Provided text –
::::::

The sixline wrasse is back to her old self again after I caught and removed the hawkfish.

The jawfish - well, I love the little guys, but I want to kill them too. One of them is settled in completely. He's the bigger one. He bullys the smaller one once in a while - every three weeks or so. So the little one is now back across the tank again - he just made a huge dust storm today digging up a new burrow. And disturbing my DSB again. Thanks buddy!

Anyways all is well. SPS are growing, and so is everything else. Things are getting fragged back pretty often now, so life is good. At least the tank is paying for itself now 

I'll snap some pictures tomorrow. But for now, here's a quick pic of my newest acquisition:


----------



## KnaveTO

> Anyways all is well. SPS are growing, and so is everything else. Things are getting fragged back pretty often now, so life is good. At least the tank is paying for itself now


You and I are going to have to talk about that


----------



## Doctor T

Glad to hear everything is going well. I too will have to contact you about frags (when I get to that stage...) Btw, what is your QT setup like?


----------



## ameekplec.

I'll let you guys know when I have frags available  It's SPS trimming time soon! Softies are on their way too.

I just keep a 5g or 10g handy for QT. For corals I do a 10 - 15 min dip in Tropic Marin Pro coral cure to get rid of nasties, as well as a go over with needle tip tweezers to remove anything even remotely suspicious. Also, I usually try to remove all of the synthetic bases that aquacultured corals come with.

As for fish, I haven't added a new one in a while, but I QT them in those spare tanks. I always treat with Prazipro - an old habit for when I used to buy more plecos, but good nonetheless, since 90% of marine fish are still WC.

In future, I'm going to FW dip all incoming fish. But I probably won't be adding any fish in here. Next tank


----------



## ameekplec.

Not much has been going on. Except that Jean-Paul (Bigger jawfish) kicked Marty (smaller jawfish) out of another hole (but didn't move in, as usual). So Marty dug himself a new hole, amking another mess in another part of the tank. Oh well, that's life with them two characters.

::::::

Written exercise 1 –
According to the forum thread, how long is the dip in Tropic Marin Pro coral cure for new corals?

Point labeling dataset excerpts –

::::::

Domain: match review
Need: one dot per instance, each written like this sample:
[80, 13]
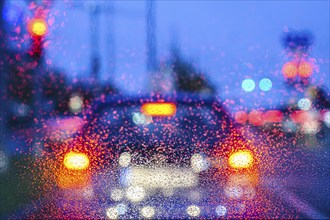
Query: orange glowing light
[37, 27]
[76, 161]
[241, 159]
[305, 69]
[256, 118]
[158, 109]
[273, 116]
[300, 116]
[290, 70]
[241, 117]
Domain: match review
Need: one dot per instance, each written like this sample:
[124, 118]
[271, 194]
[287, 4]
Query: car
[176, 156]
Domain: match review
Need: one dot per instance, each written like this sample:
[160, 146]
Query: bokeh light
[76, 103]
[147, 212]
[326, 118]
[241, 159]
[221, 210]
[122, 208]
[305, 69]
[290, 70]
[125, 159]
[4, 162]
[265, 84]
[256, 118]
[241, 117]
[199, 163]
[112, 213]
[135, 193]
[37, 27]
[158, 109]
[117, 194]
[193, 211]
[310, 127]
[305, 104]
[76, 161]
[248, 85]
[234, 192]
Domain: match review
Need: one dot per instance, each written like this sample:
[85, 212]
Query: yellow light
[241, 159]
[76, 161]
[290, 70]
[37, 27]
[158, 109]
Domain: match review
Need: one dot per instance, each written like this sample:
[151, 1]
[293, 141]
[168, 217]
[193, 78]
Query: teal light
[248, 85]
[265, 84]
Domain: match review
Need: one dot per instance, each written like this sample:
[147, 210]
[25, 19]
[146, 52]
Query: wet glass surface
[161, 109]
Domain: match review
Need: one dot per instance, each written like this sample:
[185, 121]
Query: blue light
[265, 84]
[248, 85]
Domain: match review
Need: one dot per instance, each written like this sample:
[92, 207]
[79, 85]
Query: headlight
[241, 159]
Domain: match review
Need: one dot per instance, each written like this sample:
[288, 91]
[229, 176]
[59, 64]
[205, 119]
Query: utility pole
[94, 41]
[110, 41]
[151, 37]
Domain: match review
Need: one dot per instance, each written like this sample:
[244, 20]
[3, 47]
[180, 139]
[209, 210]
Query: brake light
[241, 159]
[76, 161]
[158, 109]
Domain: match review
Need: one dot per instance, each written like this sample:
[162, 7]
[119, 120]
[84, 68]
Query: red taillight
[159, 109]
[241, 159]
[76, 161]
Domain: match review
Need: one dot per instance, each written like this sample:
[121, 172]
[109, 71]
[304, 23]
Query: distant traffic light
[297, 40]
[37, 28]
[291, 69]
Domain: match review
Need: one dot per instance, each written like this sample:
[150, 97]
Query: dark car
[157, 157]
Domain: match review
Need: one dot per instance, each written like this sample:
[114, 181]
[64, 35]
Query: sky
[228, 40]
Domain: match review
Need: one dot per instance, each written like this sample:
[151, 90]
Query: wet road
[299, 192]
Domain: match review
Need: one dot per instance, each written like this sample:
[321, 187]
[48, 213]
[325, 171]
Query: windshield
[164, 109]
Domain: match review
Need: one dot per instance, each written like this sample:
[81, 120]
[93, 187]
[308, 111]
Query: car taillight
[242, 159]
[76, 161]
[159, 109]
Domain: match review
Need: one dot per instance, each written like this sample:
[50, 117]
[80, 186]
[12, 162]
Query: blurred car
[157, 157]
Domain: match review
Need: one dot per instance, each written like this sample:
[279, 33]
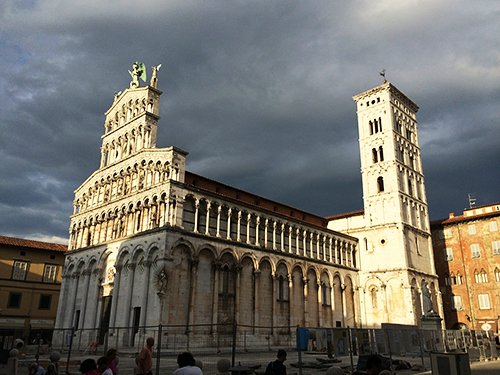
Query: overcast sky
[258, 92]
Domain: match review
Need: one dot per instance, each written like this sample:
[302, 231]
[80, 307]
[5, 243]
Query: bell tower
[391, 168]
[395, 247]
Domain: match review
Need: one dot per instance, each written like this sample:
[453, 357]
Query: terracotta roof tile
[348, 214]
[32, 243]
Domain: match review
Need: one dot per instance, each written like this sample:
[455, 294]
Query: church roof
[347, 214]
[207, 184]
[32, 244]
[465, 218]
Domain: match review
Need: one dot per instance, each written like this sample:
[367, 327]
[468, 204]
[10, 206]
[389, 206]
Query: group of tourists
[105, 365]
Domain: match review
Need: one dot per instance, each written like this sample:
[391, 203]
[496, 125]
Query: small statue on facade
[138, 71]
[154, 80]
[162, 282]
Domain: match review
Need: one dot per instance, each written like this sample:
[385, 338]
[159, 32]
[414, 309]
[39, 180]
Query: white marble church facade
[151, 243]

::::::

Written exercise 2 –
Pick out every line in the rows that contains the string "taillight".

Correct output 1 –
10 to 15 minutes.

Correct output 2 –
Query: red taillight
Query: car taillight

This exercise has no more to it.